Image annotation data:
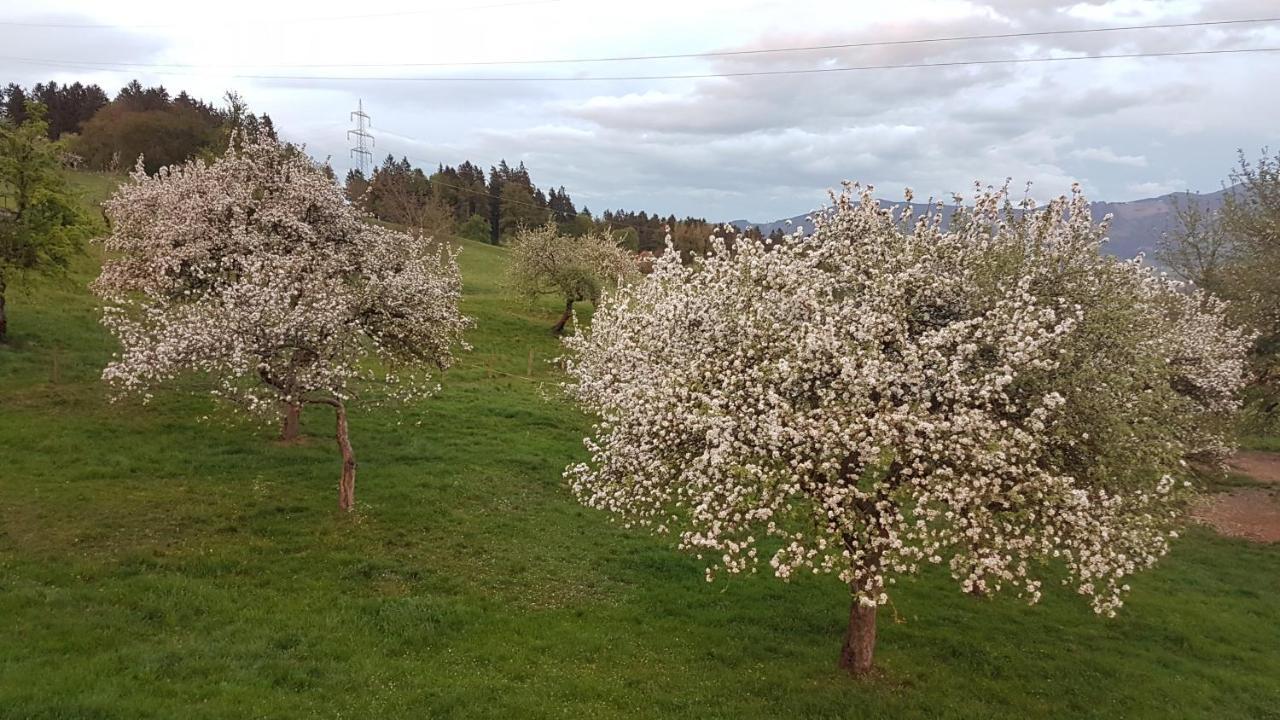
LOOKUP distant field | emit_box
[0,170,1280,719]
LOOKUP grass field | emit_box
[0,170,1280,719]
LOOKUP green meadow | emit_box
[0,174,1280,719]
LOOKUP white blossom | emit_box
[93,138,468,504]
[566,180,1251,615]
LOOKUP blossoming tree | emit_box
[93,138,468,510]
[507,223,640,334]
[566,186,1249,674]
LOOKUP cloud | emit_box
[0,0,1280,222]
[1069,147,1147,168]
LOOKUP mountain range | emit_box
[730,188,1231,258]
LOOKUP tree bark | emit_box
[552,300,573,334]
[0,274,9,342]
[333,400,356,512]
[280,402,302,441]
[840,597,876,678]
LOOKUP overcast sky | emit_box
[0,0,1280,222]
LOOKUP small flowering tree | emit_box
[507,223,640,334]
[93,138,468,510]
[566,186,1249,674]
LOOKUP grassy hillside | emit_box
[0,170,1280,719]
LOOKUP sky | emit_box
[0,0,1280,222]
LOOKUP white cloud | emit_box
[1069,146,1147,168]
[0,0,1280,220]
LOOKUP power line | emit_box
[347,100,376,174]
[0,0,564,29]
[10,47,1280,82]
[0,17,1280,68]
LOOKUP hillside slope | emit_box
[730,190,1229,258]
[0,170,1280,719]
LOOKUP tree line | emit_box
[344,155,782,256]
[0,79,275,173]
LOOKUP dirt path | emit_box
[1226,450,1280,484]
[1192,450,1280,542]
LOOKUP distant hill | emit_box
[730,188,1230,258]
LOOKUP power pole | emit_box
[347,100,376,178]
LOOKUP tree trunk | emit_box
[552,300,573,334]
[334,400,356,512]
[0,279,9,342]
[280,402,302,441]
[840,597,876,678]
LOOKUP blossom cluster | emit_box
[93,138,468,415]
[564,184,1252,614]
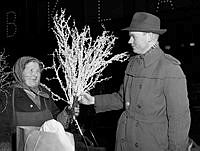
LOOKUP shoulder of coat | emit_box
[164,54,181,65]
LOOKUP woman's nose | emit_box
[128,37,134,44]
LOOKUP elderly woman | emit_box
[0,56,68,150]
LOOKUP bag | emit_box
[16,126,75,151]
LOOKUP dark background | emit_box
[0,0,200,150]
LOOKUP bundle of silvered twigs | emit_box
[46,10,129,106]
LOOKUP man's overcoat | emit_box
[95,47,191,151]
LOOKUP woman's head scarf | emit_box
[13,56,48,97]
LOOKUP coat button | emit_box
[135,143,139,147]
[126,102,130,107]
[136,121,139,127]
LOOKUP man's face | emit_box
[23,62,41,87]
[128,31,149,54]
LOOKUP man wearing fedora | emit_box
[81,12,191,151]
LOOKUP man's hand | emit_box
[79,93,95,105]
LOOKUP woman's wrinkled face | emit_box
[23,62,41,87]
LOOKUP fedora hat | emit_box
[122,12,167,34]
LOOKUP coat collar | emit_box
[137,46,163,68]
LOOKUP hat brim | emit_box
[122,27,167,35]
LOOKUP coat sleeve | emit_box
[95,84,124,113]
[0,91,12,147]
[164,65,191,151]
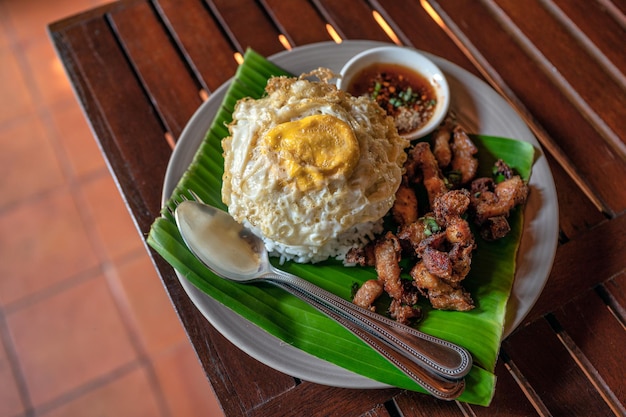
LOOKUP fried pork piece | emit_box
[405,142,448,207]
[410,262,474,311]
[389,300,422,324]
[344,242,376,266]
[470,175,528,225]
[397,213,441,253]
[450,126,478,184]
[352,279,384,311]
[391,176,419,226]
[432,189,470,225]
[352,232,421,324]
[480,216,511,241]
[374,232,403,300]
[432,116,454,168]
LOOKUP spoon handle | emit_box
[263,268,472,379]
[271,280,465,401]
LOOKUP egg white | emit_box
[222,71,408,261]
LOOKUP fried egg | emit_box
[222,70,408,262]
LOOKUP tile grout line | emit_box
[0,4,171,417]
[0,308,35,417]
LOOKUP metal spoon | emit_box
[175,197,472,399]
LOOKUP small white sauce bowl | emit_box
[337,46,450,140]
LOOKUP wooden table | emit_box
[50,0,626,416]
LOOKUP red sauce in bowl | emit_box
[347,63,437,134]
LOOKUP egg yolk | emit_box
[264,115,360,191]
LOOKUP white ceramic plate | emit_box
[163,41,558,388]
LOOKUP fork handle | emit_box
[263,268,472,379]
[271,280,465,401]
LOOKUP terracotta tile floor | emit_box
[0,0,223,417]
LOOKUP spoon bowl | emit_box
[174,200,472,400]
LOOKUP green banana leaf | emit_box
[148,50,534,406]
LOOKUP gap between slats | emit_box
[421,0,612,214]
[545,314,626,416]
[496,349,552,417]
[482,0,626,161]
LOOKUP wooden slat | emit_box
[248,382,400,417]
[110,2,202,138]
[313,0,391,42]
[261,0,331,46]
[495,0,626,158]
[503,320,613,417]
[471,360,536,417]
[526,214,626,322]
[155,0,237,93]
[207,0,284,56]
[554,292,626,415]
[52,17,171,229]
[546,154,606,241]
[371,0,481,77]
[431,0,626,214]
[547,0,626,72]
[603,271,626,322]
[393,391,463,417]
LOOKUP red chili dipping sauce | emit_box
[348,63,437,134]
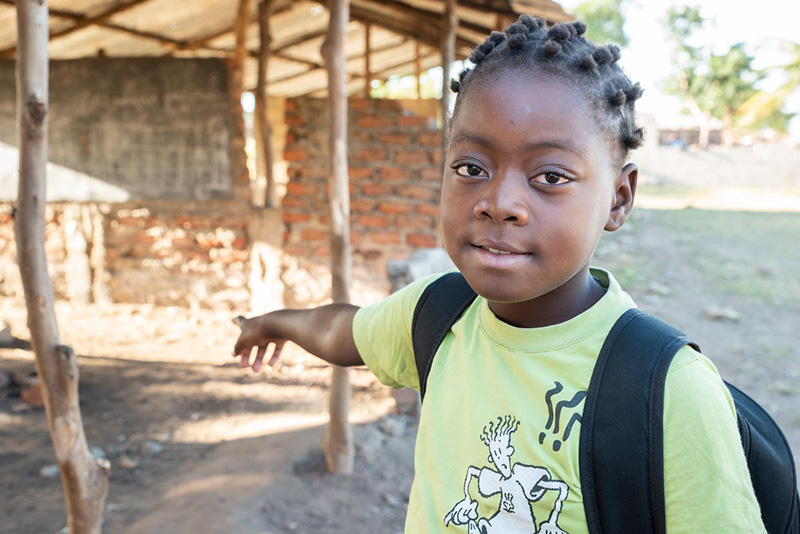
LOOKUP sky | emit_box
[557,0,800,141]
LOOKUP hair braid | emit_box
[450,15,644,159]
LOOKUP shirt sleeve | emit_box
[664,347,766,534]
[353,274,442,390]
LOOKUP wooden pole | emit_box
[321,0,354,474]
[14,0,109,534]
[414,41,422,100]
[440,0,458,135]
[364,24,372,98]
[254,0,277,208]
[228,0,253,204]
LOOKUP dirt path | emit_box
[0,144,800,534]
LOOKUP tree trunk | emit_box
[322,0,354,474]
[255,0,277,208]
[14,0,109,534]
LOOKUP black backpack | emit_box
[411,272,800,534]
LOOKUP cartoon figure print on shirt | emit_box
[444,415,569,534]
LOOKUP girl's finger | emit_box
[268,341,285,367]
[239,350,250,369]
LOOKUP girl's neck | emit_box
[489,266,606,328]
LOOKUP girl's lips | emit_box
[473,245,530,269]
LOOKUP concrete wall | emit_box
[0,98,442,312]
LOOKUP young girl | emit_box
[230,16,764,534]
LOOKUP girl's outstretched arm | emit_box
[233,304,364,371]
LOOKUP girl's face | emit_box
[441,72,636,326]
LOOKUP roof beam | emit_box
[269,35,408,85]
[0,0,151,58]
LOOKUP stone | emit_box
[39,464,61,478]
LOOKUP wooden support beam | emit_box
[414,41,422,99]
[321,0,354,474]
[0,0,151,58]
[14,0,110,534]
[440,0,458,133]
[228,0,252,203]
[254,0,277,208]
[364,24,372,98]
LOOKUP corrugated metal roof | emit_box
[0,0,572,96]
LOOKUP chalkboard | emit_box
[0,58,232,201]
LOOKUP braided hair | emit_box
[450,15,644,165]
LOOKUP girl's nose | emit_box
[474,174,530,226]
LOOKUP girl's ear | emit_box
[605,163,639,232]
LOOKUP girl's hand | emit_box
[233,315,286,373]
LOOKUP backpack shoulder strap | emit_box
[411,272,477,399]
[579,309,699,534]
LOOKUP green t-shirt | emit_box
[353,269,765,534]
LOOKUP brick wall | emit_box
[0,201,249,310]
[282,98,442,305]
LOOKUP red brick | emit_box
[397,215,433,230]
[357,215,391,228]
[347,167,374,180]
[367,232,400,245]
[356,115,394,128]
[325,183,356,197]
[350,200,375,212]
[136,234,156,245]
[282,243,311,257]
[397,185,436,200]
[286,182,317,196]
[417,204,440,217]
[355,148,386,161]
[300,228,328,241]
[397,115,434,126]
[281,196,303,208]
[378,202,411,213]
[394,151,431,165]
[361,184,392,197]
[283,211,311,224]
[417,130,442,146]
[347,98,371,109]
[283,148,308,161]
[406,234,436,248]
[381,167,411,180]
[378,132,411,145]
[378,98,402,109]
[420,167,442,181]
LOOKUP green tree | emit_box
[738,41,800,134]
[666,6,763,148]
[575,0,628,46]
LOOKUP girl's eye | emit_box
[453,163,488,178]
[531,171,572,185]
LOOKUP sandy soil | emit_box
[0,143,800,534]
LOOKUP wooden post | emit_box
[228,0,252,202]
[414,41,422,100]
[321,0,354,474]
[364,24,372,98]
[14,0,109,534]
[254,0,277,208]
[441,0,458,138]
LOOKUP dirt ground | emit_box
[0,143,800,534]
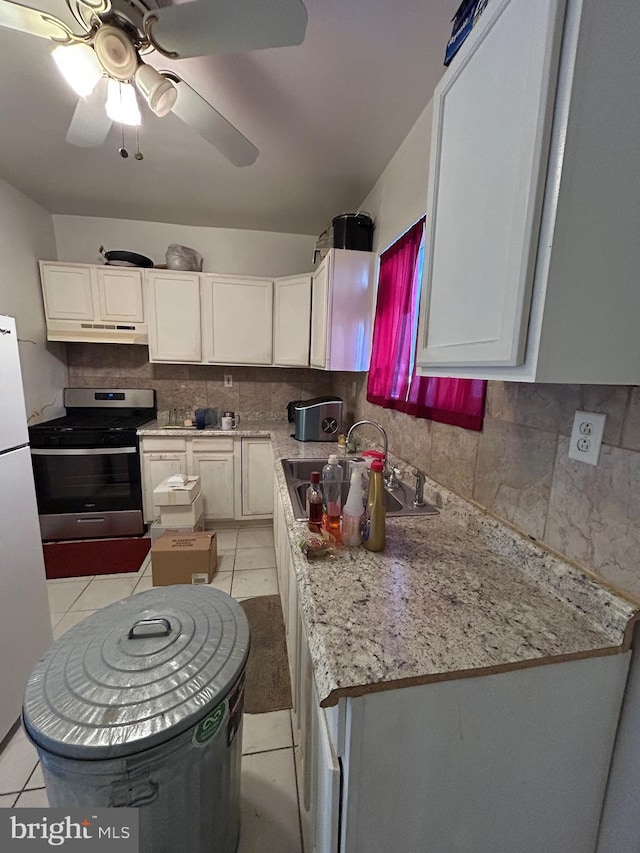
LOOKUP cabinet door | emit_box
[273,275,311,367]
[309,255,331,367]
[40,262,94,321]
[312,685,341,853]
[204,276,273,364]
[141,451,187,524]
[242,438,273,518]
[96,267,144,323]
[192,450,234,519]
[146,272,202,362]
[417,0,565,366]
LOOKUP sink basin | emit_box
[281,456,440,521]
[289,480,403,518]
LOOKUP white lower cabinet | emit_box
[274,486,630,853]
[140,434,273,524]
[240,438,273,518]
[190,436,235,520]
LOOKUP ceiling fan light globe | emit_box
[135,63,178,116]
[149,80,178,117]
[105,79,142,127]
[52,43,103,98]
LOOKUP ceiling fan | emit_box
[0,0,307,166]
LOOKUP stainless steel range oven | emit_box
[29,388,156,540]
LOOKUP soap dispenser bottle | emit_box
[362,459,386,551]
[322,453,343,539]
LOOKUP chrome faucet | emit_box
[346,421,399,489]
[413,468,426,506]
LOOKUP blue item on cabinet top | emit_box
[444,0,489,65]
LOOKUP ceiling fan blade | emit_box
[0,0,70,41]
[66,77,112,148]
[171,71,259,166]
[145,0,308,58]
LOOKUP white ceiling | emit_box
[0,0,452,234]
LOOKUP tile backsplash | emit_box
[333,374,640,597]
[67,344,640,597]
[67,344,332,420]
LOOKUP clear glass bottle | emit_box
[307,471,323,533]
[322,453,343,539]
[342,466,363,547]
[362,459,386,551]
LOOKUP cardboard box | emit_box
[153,477,201,507]
[151,531,218,586]
[160,494,202,527]
[149,515,204,547]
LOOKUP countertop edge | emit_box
[320,646,629,708]
[138,420,640,707]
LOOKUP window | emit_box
[367,218,487,430]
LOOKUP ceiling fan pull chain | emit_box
[133,125,144,160]
[118,115,129,160]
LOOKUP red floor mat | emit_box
[42,536,151,580]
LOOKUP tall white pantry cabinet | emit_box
[417,0,640,384]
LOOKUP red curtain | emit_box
[367,218,487,430]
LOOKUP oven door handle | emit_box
[31,447,138,456]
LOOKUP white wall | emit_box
[360,101,433,252]
[0,179,67,423]
[52,214,316,277]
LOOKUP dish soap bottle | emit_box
[362,459,386,551]
[307,471,322,533]
[322,453,343,540]
[342,466,363,547]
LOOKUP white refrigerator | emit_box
[0,315,53,741]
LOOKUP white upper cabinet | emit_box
[202,275,273,364]
[273,275,311,367]
[40,261,147,344]
[40,261,94,320]
[310,249,377,371]
[417,0,640,384]
[96,267,144,323]
[146,270,202,362]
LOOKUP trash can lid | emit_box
[23,584,249,759]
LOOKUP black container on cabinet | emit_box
[332,213,373,252]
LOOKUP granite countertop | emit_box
[140,422,638,706]
[138,421,272,438]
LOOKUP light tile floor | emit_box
[0,527,302,853]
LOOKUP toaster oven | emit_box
[293,397,343,441]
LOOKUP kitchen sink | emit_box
[281,456,440,521]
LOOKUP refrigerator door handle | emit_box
[31,447,138,456]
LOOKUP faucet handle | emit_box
[413,468,427,506]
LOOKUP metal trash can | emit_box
[23,584,249,853]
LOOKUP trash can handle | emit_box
[129,618,171,640]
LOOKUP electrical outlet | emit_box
[569,412,607,465]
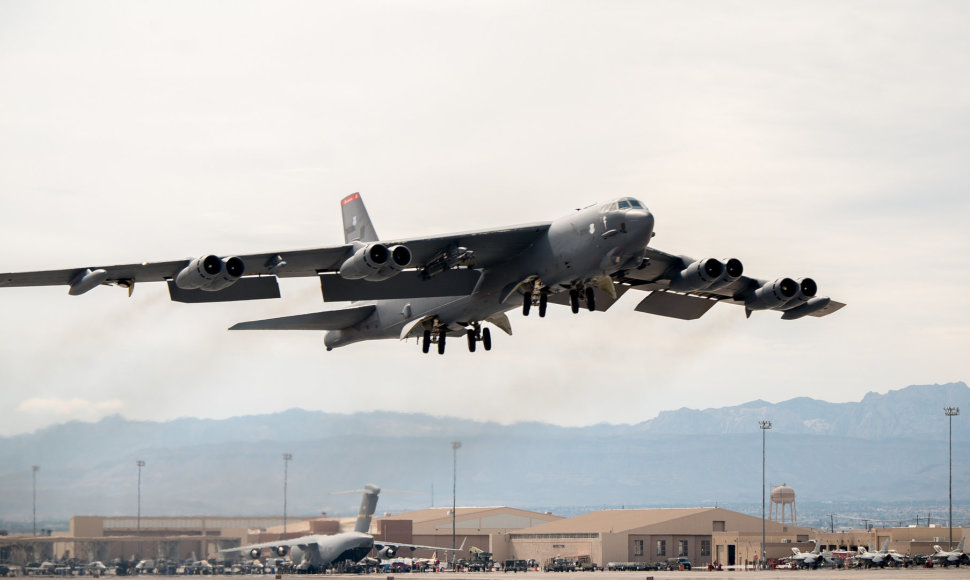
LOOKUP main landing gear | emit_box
[522,284,549,318]
[421,322,492,354]
[569,286,596,314]
[465,324,492,352]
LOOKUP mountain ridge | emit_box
[0,383,970,520]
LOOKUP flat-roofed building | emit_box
[508,507,811,566]
[376,506,563,562]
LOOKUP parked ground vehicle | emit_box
[667,556,691,570]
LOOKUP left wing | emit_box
[219,536,319,552]
[614,247,845,320]
[374,537,468,558]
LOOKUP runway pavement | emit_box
[308,566,970,580]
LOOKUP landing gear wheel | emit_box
[438,330,448,354]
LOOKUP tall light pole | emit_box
[943,407,960,550]
[135,459,145,536]
[451,441,461,570]
[758,421,771,570]
[283,453,293,538]
[31,465,40,536]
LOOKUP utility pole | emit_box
[283,453,293,539]
[31,465,40,536]
[943,407,960,551]
[135,459,145,536]
[451,441,461,570]
[758,421,771,570]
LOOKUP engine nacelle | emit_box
[175,254,246,292]
[670,258,724,292]
[707,258,744,290]
[337,244,411,281]
[782,278,818,310]
[744,278,799,310]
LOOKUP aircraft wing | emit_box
[219,536,319,552]
[0,223,549,302]
[374,538,468,553]
[614,247,845,320]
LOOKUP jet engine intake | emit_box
[175,254,246,292]
[744,278,799,310]
[337,244,411,282]
[705,258,744,290]
[670,258,724,292]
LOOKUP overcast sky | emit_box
[0,1,970,435]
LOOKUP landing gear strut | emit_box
[465,322,492,352]
[522,282,549,318]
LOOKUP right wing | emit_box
[229,305,377,330]
[0,223,549,302]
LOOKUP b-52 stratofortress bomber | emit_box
[0,193,844,354]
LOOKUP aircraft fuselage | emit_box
[324,198,654,349]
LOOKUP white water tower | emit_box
[768,483,796,525]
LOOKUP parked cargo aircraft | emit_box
[930,537,970,566]
[222,484,464,571]
[0,193,844,354]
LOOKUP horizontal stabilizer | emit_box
[229,305,377,330]
[168,276,280,304]
[320,269,482,302]
[636,292,717,320]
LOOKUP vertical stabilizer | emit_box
[354,482,381,534]
[340,193,379,244]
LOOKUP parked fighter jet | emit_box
[930,538,970,566]
[856,538,908,568]
[0,193,844,354]
[788,541,842,569]
[222,484,464,572]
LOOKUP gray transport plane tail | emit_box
[354,482,381,534]
[340,193,379,244]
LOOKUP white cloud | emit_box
[17,397,125,422]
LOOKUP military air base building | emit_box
[509,507,812,566]
[0,507,970,567]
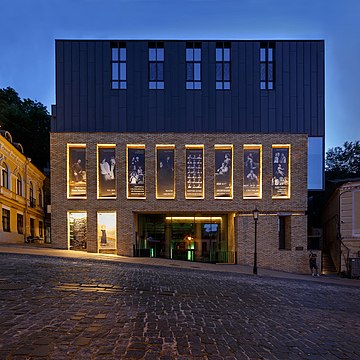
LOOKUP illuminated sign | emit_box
[185,145,204,199]
[243,145,262,199]
[97,145,116,198]
[126,145,145,199]
[156,145,175,199]
[214,145,233,199]
[67,145,86,198]
[271,145,290,199]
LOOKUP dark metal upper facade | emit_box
[52,40,325,137]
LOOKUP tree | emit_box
[325,141,360,180]
[0,87,50,170]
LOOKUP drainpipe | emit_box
[24,158,31,242]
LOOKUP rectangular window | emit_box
[186,42,201,90]
[68,211,87,250]
[2,209,10,232]
[67,144,86,198]
[111,42,127,89]
[353,191,360,236]
[97,212,116,253]
[17,214,24,234]
[278,216,291,250]
[149,42,165,90]
[185,145,204,199]
[271,145,290,199]
[126,144,146,199]
[260,41,275,90]
[156,145,175,199]
[214,145,233,199]
[97,144,116,199]
[243,145,262,199]
[39,221,43,237]
[216,42,231,90]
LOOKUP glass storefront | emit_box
[135,214,229,263]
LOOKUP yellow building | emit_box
[0,130,46,243]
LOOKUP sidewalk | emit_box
[0,244,360,287]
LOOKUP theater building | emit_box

_TASK REQUIREMENTS_
Rewrite the lines starting at the one containing "LOOKUP woman's head scarf | emit_box" and ending at the one containing "[137,46,163,68]", swapping "coat" for "jacket" and keeping everything else the same.

_RIGHT ANSWER_
LOOKUP woman's head scarf | emit_box
[13,56,48,97]
LOOKUP jacket button | emit_box
[135,143,139,147]
[126,102,130,107]
[136,121,139,127]
LOOKUP man's face | emit_box
[23,62,41,87]
[128,31,149,54]
LOOKUP man wearing fedora | emit_box
[81,12,191,151]
LOOKUP man's hand | emit_box
[79,93,95,105]
LOOKUP woman's wrinkled face | emit_box
[23,62,41,87]
LOOKUP fedora hat | emit_box
[122,12,167,34]
LOOKUP jacket collar | emit_box
[137,46,163,68]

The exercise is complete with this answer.